Extract =
Enter the First Circuit Court of Appeals decision in Theriault v. Genesis Healthcare LLC, decided earlier this week.  In Theriault, the First Circuit pondered whether the McDonnell Douglas burden shifting test is a procedural or substantive rule for a federal court sitting in diversity.  In other words, is a federal court bound to utilize the McDonnell Douglas burden shifting test to analyze a state law claim because the test is procedural?  Or must the federal court ignore the McDonnell Douglas test because it’s substantive, and instead apply a different state court rule?

The McDonnell Douglas test is generally used in federal employment discrimination cases at summary judgment when there’s no direct evidence of discrimination, and the plaintiff relies on circumstantial evidence to attempt to prove discrimination.  As pretty much every employment lawyer knows by heart, McDonnell Douglas sets up a three-part burden shifting test.  First, the plaintiff must put forth evidence of a prima facie case that allows a jury to conclude discrimination has occurred.  The burden then shifts to the defendant-employer, who must come forward with a non-discriminatory reason for the action it took.  The burden then shifts back to the plaintiff-employee to show that the employer’s stated reason is a pretext and that the real reason for the employer’s action was discriminatory.

Although the McDonnell Douglas test is typically used at summary judgment before trial, the First Circuit recently blessed its use in jury instructions at trial in Teixeira v. Town of Coventry, 882 F.3d 13, 17 (1st Cir. 2018) (upholding Rhode Island’s own District Judge McConnell’s jury instructions).

Returning to the First Circuit decision in Theriault released earlier this week, the case involved a Maine state-law employment discrimination claim.  Unlike the federal courts, the state courts in Maine stopped using the McDonnell Douglas test and they do not apply it to Maine state-law employment discrimination claims.  Maine law has no burden shifting; instead, the plaintiff must present evidence of causation without waiting for the employer to present a non-discriminatory reason for its actions.  (By contrast, Rhode Island state courts continue to use McDonnell Douglas for state law discrimination claims).

Task instructions =
A: In the piece on Theriault, which court decided Theriault v. Genesis Healthcare LLC?
B: Please reproduce the part of the piece on Theriault that opens with the words containing "Although the McDonnell" and closes with "McConnell’s jury instructions).".
C: Write what follows the last sentence of the piece on Theriault, carrying it on from there.

Recorded data =
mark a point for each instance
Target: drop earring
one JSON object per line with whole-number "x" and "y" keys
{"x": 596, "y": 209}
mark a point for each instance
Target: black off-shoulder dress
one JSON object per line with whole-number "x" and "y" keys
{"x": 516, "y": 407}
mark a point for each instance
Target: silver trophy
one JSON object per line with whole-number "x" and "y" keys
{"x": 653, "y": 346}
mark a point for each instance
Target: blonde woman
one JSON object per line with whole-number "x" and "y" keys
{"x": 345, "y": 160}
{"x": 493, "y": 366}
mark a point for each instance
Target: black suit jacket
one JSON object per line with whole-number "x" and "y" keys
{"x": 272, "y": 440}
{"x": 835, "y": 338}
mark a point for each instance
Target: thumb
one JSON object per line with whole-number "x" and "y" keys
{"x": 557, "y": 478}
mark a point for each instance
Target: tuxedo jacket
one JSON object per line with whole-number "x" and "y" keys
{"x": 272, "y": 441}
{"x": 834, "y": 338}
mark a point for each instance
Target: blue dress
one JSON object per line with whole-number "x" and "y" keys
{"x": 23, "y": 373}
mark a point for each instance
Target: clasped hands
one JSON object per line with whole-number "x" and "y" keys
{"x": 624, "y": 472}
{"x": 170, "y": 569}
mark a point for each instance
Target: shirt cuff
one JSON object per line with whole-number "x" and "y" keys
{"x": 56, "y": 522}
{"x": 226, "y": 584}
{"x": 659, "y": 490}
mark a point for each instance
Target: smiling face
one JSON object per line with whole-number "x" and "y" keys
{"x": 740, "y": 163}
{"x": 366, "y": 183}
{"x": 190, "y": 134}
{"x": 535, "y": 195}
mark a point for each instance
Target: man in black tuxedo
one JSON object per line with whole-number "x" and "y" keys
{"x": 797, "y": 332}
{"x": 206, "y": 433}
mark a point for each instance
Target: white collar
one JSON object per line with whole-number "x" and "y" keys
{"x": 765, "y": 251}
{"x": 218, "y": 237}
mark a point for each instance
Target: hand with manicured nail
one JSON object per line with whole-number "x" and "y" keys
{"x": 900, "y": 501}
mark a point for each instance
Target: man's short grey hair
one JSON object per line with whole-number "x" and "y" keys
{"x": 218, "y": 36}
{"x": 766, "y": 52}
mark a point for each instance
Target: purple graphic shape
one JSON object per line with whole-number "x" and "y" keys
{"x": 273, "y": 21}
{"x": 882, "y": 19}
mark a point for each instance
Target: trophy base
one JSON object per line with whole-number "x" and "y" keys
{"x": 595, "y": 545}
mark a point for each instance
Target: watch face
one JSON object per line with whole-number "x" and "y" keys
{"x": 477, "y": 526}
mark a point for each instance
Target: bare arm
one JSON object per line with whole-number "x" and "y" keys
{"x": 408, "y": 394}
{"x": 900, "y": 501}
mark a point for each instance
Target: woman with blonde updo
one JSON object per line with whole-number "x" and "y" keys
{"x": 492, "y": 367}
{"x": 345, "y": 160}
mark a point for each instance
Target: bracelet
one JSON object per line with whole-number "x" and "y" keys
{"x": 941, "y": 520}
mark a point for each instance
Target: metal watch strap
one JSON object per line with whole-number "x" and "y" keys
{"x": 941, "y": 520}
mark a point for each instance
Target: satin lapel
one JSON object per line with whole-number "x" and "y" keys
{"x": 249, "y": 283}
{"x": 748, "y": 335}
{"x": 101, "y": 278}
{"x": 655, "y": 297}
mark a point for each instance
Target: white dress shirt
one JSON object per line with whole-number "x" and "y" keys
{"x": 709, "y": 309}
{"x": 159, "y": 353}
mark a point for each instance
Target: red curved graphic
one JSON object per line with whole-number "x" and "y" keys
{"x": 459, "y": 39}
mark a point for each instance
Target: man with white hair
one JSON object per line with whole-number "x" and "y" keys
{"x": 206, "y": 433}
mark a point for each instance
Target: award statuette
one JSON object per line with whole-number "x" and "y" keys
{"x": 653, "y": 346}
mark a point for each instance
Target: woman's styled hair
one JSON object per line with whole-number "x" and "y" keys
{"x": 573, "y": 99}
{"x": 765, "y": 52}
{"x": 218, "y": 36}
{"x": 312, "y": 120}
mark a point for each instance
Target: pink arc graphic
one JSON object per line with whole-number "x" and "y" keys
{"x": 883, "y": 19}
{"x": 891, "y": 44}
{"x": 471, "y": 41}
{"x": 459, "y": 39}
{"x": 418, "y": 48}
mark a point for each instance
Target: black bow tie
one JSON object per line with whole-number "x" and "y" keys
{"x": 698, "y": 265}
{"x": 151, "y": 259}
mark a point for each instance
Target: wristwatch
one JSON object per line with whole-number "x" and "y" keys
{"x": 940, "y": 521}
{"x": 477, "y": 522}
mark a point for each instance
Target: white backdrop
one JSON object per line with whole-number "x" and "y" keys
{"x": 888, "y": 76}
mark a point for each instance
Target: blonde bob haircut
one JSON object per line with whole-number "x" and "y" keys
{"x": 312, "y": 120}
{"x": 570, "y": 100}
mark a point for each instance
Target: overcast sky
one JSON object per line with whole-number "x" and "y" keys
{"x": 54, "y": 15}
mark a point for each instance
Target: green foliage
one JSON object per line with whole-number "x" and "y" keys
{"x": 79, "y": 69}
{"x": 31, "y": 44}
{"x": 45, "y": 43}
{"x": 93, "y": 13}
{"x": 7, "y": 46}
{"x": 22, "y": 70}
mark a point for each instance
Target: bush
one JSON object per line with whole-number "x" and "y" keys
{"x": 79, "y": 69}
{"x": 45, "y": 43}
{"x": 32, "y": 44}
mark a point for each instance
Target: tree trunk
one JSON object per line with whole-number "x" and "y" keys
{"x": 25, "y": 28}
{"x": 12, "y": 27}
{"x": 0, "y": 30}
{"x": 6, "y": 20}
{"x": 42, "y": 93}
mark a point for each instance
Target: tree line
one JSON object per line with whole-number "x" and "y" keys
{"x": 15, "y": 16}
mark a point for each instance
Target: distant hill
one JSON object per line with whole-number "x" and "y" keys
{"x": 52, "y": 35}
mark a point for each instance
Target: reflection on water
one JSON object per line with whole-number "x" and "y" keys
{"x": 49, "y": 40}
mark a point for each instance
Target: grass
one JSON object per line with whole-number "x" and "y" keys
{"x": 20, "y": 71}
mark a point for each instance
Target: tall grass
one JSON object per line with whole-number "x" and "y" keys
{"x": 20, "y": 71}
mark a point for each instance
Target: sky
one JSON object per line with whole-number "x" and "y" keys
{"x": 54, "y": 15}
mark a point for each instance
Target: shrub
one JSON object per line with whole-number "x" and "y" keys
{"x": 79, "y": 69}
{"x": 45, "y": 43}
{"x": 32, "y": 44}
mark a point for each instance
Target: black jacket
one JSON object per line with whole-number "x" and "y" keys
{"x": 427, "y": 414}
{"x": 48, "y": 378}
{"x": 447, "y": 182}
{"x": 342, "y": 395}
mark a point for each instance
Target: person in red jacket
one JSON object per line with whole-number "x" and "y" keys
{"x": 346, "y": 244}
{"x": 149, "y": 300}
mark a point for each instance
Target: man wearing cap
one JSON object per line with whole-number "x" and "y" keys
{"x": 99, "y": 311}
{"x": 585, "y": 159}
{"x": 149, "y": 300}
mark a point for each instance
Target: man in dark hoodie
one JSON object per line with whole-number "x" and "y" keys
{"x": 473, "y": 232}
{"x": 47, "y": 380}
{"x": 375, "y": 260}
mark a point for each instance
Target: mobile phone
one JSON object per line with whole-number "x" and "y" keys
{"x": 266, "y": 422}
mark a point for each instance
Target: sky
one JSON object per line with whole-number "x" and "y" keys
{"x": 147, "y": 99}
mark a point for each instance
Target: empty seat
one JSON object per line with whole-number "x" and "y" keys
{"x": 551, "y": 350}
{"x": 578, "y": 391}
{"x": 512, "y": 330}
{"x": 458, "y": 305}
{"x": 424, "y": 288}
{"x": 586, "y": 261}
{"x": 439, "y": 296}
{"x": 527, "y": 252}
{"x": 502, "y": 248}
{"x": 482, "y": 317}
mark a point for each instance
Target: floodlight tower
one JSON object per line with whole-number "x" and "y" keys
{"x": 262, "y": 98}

Answers =
A: The First Circuit Court of Appeals.

B:
Although the McDonnell Douglas test is typically used at summary judgment before trial, the First Circuit recently blessed its use in jury instructions at trial in Teixeira v. Town of Coventry, 882 F.3d 13, 17 (1st Cir. 2018) (upholding Rhode Island’s own District Judge McConnell’s jury instructions).

C:
The question arose in Theriault: since the federal court sat in diversity, must it apply McDonnell Douglas to the Maine state-law claim, even though a Maine state court adjudicating the same claim would not use McDonnell Douglas?  On appeal, the plaintiff argued that the McDonnell Douglas test is a substantive law.  The First Circuit concluded that the federal district court applied the Maine state-law rule for employment discrimination instead of McDonnell Douglas, and the First Circuit saw no reason to rule definitively on whether McDonnell Douglas is procedural or substantive because the plaintiff did not argue it was procedural.  The First Circuit observed that the Eighth and Ninth Circuits have held that the rule is procedural, but the First Circuit ultimately expressed no view in Theriault on whether McDonnell Douglas is procedural or substantive.

While the First Circuit said in Theriault that it would save the issue for another day, it probably already decided it beforehand in Teixeira v. Town of Coventry, 882 F.3d 13, 17 (1st Cir. 2018), where it allowed the use of McDonnell Douglas in jury instructions at trial.  In Teixeira, the First Circuit said “jury instructions are intended to furnish a set of directions composing, in the aggregate, the proper legal standards to be applied by lay jurors in determining the issues that they must resolve in a particular case.”  The First Circuit then proceeded to “conclude, without serious question, that the appellant has not shown that the district court abused its discretion by including in its jury instructions a custom-tailored adaptation of the McDonnell Douglas framework. Read in their entirety, the instructions tasked the jury, in simple and easily understood language, with resolving the overarching issue in the case: whether or not the defendants took adverse employment actions against the appellant based on either a retaliatory or discriminatory animus.”

That sounds pretty substantive, not procedural.  Perhaps Olaf from Frozen said it best: “Not sure if this is gonna solve the problem, but I found a staircase that leads exactly where you want it to go.”